**取り組む課題**
梅若研能会一月公演の文章で、狂言『鍋八撥』のシテ(鍋売り)を演じたのは誰か。

**引用文**

梅若研能会一月公演@観世能楽堂

梅のつぼみ

でもってやっぱり今更ですが、今年初『翁』です。


お正月の間は、舞台の上に注連縄がぐるりとかけられているのですが、ここのは、これまで見た中で一番もっさり、大盤振舞(笑)の密度の濃さでした。

『翁 法会之式』
翁	梅若 万三郎
三番叟	野村 萬斎
千歳	古室 知也
面箱	野村 遼太

能楊貴妃 彩色』
シテ(楊貴妃)	梅若 万三郎
ワキ(方子)	森 常好
間(蓬莱国ノ者)	高野 和憲
大鼓	亀井 広忠
小鼓	幸 清次郎(頭取)、幸 正昭、森澤 勇司
笛	一噌 幸弘

狂言『鍋八撥』
シテ(鍋売り)	野村 万作
アド(鞨鼓売り)	月崎 晴夫
アド(目代)	深田 博治(代演)

仕舞	
笠之段	梅若 紀長
網之段	梅若 靖記

能『恋重荷』

**データセット**
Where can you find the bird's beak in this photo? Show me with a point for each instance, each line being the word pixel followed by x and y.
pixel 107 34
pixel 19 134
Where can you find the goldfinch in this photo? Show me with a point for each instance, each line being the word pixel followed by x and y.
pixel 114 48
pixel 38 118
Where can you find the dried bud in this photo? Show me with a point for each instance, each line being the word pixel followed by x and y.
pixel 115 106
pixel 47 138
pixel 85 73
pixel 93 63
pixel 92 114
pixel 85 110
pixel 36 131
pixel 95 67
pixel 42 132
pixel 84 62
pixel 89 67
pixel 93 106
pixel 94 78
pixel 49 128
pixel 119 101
* * *
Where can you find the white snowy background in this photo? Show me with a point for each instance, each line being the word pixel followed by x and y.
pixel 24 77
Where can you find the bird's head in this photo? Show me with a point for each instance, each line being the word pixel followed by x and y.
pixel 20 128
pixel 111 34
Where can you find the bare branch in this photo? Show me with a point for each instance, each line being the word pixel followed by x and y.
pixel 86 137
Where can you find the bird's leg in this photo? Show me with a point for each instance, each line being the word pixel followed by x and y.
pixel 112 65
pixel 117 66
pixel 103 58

**回答**
野村 万作。